In the entries that follow, how many lines hold "label"? Nothing but the number is expected.
---------- Given data ----------
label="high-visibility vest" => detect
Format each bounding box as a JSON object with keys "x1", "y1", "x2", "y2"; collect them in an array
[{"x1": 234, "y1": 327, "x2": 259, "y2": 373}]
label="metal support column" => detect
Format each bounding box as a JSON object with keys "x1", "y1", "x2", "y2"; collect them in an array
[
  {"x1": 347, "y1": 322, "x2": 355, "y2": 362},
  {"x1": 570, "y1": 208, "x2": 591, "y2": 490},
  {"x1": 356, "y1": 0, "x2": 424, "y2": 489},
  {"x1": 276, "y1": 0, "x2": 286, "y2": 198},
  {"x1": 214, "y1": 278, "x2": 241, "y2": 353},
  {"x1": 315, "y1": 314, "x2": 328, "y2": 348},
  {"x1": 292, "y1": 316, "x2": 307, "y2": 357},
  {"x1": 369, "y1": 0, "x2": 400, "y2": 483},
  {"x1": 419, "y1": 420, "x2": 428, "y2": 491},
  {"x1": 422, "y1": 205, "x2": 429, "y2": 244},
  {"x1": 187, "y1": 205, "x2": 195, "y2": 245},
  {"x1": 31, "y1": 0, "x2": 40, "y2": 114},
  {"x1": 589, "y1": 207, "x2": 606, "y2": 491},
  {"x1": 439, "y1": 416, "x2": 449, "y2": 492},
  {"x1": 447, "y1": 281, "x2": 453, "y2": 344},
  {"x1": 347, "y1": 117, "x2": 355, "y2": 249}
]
----------
Answer to this task: 2